◆ **Brief**
The expected answer is every line of the material that contains the word "rough".

◆ ◆ ◆ ◆ ◆

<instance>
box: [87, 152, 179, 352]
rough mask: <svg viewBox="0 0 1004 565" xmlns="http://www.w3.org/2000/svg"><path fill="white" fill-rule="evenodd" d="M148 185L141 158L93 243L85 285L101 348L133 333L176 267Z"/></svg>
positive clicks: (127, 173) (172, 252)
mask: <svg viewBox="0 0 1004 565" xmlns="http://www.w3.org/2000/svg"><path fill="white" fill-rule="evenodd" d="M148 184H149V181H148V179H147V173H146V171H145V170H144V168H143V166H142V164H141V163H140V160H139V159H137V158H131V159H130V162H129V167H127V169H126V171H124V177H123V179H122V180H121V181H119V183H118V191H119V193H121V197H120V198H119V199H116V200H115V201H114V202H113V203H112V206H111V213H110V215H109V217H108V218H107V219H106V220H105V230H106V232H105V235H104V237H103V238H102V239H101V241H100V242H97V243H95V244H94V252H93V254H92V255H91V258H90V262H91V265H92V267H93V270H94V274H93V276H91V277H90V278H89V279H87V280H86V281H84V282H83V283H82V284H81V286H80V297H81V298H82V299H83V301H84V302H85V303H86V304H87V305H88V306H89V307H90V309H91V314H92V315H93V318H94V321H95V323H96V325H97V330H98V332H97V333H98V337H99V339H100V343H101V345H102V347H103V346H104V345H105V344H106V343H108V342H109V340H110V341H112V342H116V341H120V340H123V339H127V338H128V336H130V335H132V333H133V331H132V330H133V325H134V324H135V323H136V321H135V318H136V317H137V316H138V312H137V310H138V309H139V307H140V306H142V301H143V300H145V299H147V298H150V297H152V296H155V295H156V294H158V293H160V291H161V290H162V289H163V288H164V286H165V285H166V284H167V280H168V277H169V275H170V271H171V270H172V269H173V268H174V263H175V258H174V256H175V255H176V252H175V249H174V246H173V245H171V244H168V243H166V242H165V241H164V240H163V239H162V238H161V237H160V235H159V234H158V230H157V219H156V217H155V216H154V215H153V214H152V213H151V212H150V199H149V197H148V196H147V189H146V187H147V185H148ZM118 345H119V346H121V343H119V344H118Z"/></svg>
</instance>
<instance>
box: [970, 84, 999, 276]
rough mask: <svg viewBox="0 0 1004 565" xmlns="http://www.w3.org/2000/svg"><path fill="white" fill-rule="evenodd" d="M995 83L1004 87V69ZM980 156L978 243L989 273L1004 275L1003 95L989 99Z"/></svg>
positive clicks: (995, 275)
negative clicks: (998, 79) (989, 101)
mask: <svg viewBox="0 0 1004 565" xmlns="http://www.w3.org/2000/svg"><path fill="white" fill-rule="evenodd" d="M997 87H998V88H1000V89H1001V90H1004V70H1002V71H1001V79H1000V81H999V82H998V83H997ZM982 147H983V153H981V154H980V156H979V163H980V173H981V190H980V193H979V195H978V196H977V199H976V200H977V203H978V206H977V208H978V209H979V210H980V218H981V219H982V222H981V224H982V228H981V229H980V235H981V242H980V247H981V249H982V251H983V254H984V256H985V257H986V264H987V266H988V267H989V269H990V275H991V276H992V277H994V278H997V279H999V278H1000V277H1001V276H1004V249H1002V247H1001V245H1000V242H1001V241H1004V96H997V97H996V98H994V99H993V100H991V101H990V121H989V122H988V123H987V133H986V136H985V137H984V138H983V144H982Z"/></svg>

◆ ◆ ◆ ◆ ◆

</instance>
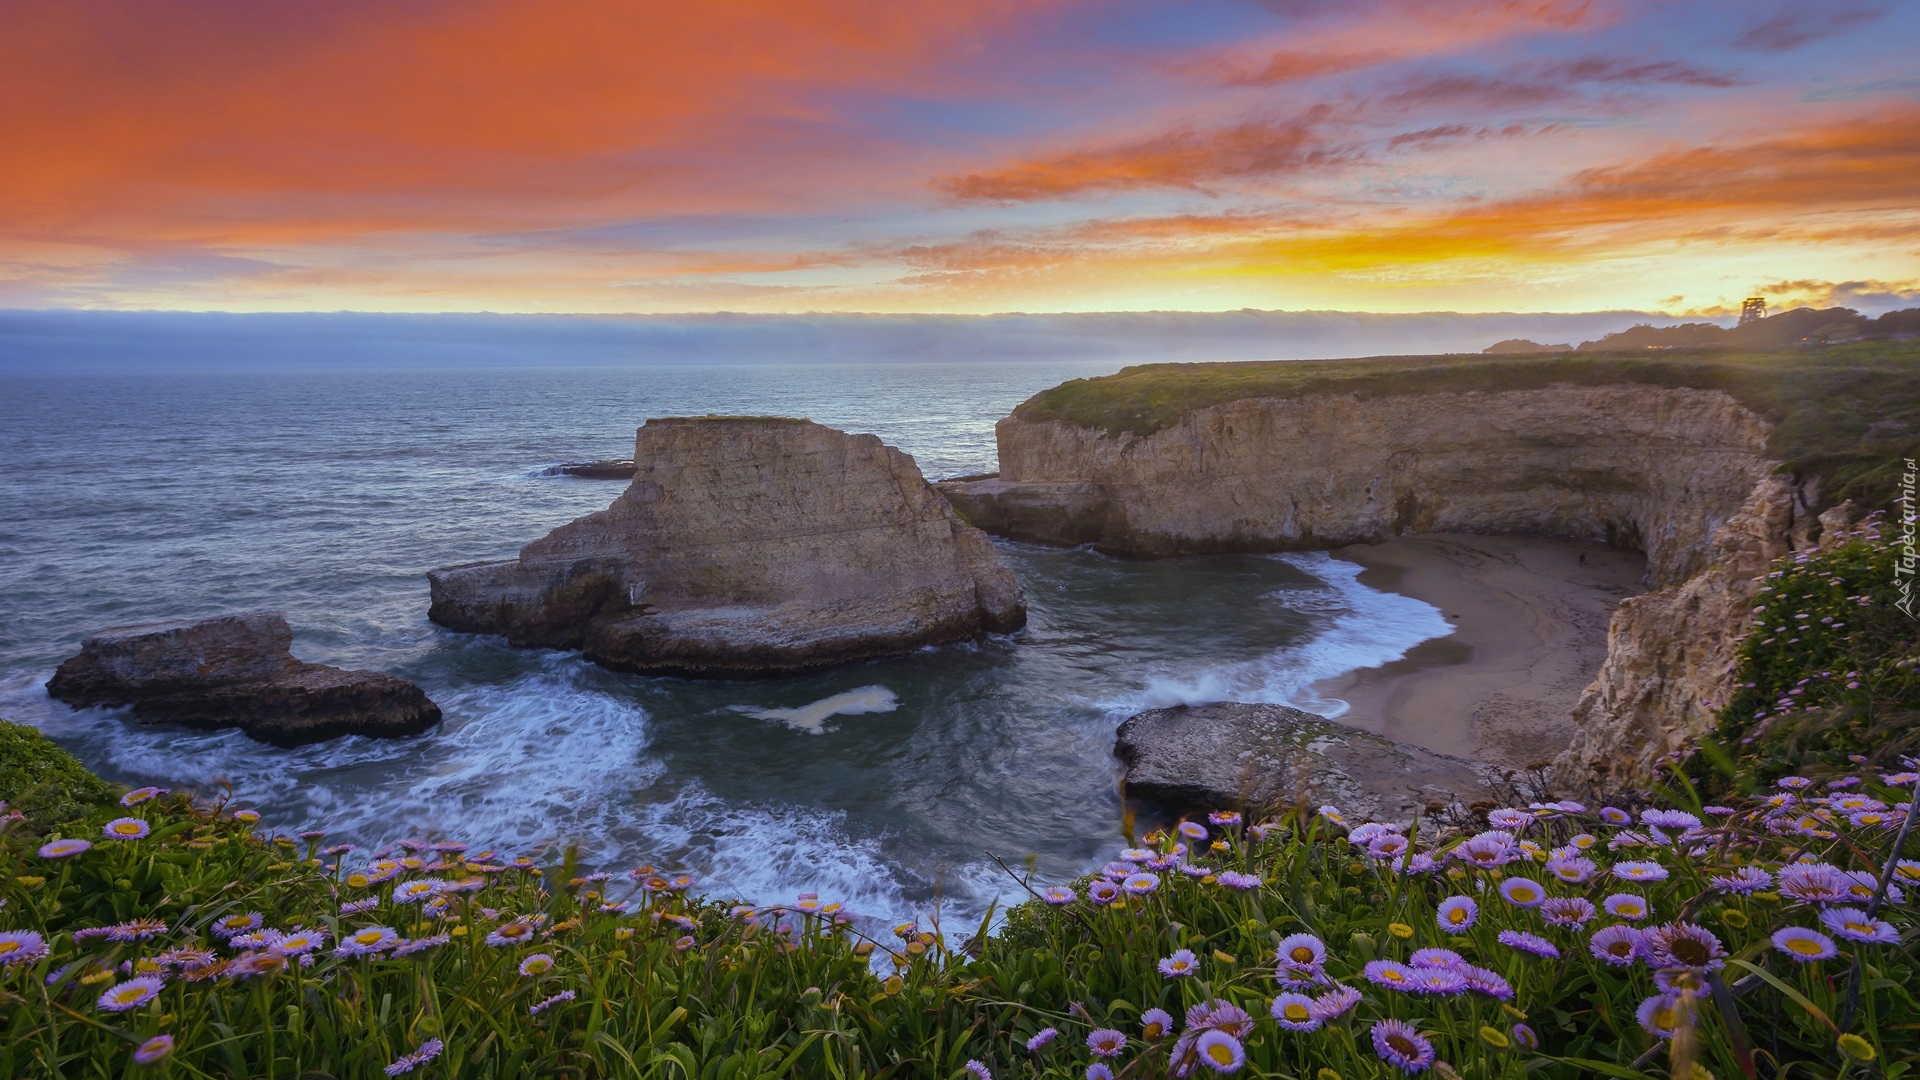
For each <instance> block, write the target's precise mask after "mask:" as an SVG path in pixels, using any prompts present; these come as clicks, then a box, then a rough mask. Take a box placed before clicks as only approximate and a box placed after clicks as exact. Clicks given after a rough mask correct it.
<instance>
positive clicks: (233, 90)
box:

◆ ◆ ◆ ◆ ◆

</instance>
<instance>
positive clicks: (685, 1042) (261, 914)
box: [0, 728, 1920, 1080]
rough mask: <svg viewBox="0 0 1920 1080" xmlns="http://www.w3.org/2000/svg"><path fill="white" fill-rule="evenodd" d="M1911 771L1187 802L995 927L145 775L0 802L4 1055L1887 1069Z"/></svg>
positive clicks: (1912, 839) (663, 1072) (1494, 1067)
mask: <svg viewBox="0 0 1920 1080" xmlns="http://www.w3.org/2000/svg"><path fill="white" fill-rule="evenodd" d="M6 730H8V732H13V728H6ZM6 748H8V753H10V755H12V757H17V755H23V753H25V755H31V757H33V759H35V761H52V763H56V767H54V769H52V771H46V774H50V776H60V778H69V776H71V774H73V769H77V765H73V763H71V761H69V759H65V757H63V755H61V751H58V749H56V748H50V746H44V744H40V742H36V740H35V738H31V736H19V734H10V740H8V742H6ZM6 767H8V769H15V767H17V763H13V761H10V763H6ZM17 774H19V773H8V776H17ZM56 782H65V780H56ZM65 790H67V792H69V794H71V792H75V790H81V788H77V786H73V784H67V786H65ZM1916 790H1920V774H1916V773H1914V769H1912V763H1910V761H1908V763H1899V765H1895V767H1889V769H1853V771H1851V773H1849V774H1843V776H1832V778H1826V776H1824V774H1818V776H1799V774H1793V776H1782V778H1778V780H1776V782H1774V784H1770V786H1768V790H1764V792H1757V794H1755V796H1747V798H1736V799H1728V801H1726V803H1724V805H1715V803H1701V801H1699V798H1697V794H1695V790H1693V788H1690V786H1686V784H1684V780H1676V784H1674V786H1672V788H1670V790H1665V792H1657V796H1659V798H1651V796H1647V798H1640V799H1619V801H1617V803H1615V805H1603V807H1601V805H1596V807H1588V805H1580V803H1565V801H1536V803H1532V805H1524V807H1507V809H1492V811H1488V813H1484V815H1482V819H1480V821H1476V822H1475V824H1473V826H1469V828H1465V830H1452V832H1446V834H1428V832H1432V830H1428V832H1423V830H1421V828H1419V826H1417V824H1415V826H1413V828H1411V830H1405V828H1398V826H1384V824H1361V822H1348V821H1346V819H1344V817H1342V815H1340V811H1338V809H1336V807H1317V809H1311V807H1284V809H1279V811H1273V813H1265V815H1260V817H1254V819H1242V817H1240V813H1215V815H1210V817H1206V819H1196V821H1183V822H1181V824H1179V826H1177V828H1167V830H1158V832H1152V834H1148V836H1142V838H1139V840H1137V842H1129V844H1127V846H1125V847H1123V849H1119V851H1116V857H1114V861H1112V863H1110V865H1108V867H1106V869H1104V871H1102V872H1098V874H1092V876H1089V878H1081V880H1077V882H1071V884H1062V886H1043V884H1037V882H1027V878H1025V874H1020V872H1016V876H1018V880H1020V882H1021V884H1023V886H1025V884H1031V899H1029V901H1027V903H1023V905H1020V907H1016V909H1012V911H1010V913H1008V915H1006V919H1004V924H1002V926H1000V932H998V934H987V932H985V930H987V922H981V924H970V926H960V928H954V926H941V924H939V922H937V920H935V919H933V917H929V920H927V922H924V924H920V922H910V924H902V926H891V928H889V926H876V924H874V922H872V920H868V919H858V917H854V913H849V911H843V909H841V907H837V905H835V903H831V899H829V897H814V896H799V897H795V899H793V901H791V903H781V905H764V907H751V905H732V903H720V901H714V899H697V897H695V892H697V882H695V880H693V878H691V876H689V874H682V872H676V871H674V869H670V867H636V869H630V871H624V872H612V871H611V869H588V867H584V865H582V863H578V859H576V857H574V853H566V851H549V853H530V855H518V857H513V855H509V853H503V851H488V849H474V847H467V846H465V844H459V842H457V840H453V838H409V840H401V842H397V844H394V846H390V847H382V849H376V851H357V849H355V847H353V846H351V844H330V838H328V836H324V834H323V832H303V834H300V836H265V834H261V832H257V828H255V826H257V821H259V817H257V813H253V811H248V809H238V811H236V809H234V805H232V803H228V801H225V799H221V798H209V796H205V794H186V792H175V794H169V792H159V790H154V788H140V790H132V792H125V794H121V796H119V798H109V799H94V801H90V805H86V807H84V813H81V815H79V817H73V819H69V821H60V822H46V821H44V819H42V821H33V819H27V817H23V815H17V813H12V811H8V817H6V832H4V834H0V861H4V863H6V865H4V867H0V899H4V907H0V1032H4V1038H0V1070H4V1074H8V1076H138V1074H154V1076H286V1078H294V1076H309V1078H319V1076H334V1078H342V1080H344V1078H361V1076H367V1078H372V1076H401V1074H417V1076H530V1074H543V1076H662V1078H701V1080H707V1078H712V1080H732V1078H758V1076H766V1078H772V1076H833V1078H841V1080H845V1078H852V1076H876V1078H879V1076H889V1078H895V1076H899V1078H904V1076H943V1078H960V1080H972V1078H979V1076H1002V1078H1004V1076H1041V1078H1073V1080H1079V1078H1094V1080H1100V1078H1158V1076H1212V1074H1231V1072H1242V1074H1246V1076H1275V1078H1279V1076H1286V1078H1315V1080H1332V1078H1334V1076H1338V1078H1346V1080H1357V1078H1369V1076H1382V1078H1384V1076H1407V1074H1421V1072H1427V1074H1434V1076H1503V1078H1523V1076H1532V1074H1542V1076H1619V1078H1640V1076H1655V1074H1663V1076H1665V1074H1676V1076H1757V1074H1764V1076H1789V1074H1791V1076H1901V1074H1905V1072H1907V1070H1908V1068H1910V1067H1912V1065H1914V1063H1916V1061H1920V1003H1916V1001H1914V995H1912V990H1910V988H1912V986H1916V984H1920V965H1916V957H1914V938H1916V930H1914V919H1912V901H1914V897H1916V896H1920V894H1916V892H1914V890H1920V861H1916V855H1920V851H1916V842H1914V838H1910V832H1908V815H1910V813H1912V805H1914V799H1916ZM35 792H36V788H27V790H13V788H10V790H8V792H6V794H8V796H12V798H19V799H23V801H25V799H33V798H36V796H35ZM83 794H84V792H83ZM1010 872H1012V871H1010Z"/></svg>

◆ ◆ ◆ ◆ ◆

◆ **Answer to this task**
rough mask: <svg viewBox="0 0 1004 565" xmlns="http://www.w3.org/2000/svg"><path fill="white" fill-rule="evenodd" d="M148 185L141 158L93 243L85 285L101 348L133 333L176 267Z"/></svg>
rough mask: <svg viewBox="0 0 1004 565" xmlns="http://www.w3.org/2000/svg"><path fill="white" fill-rule="evenodd" d="M995 83L1004 87V69ZM980 156L978 243L989 273L1004 275L1003 95L989 99Z"/></svg>
For each <instance> block, write the target's precise mask after "mask:" as an SVG path in pixels, using any prompts present; these come as clicks, then a box, then a rough mask. Take a box placed before clicks as only approximate and a box placed after clicks as exact. Clicks given after a rough mask correct it.
rough mask: <svg viewBox="0 0 1920 1080" xmlns="http://www.w3.org/2000/svg"><path fill="white" fill-rule="evenodd" d="M1911 771L1187 802L995 927L145 775L0 802L4 1055L1887 1069Z"/></svg>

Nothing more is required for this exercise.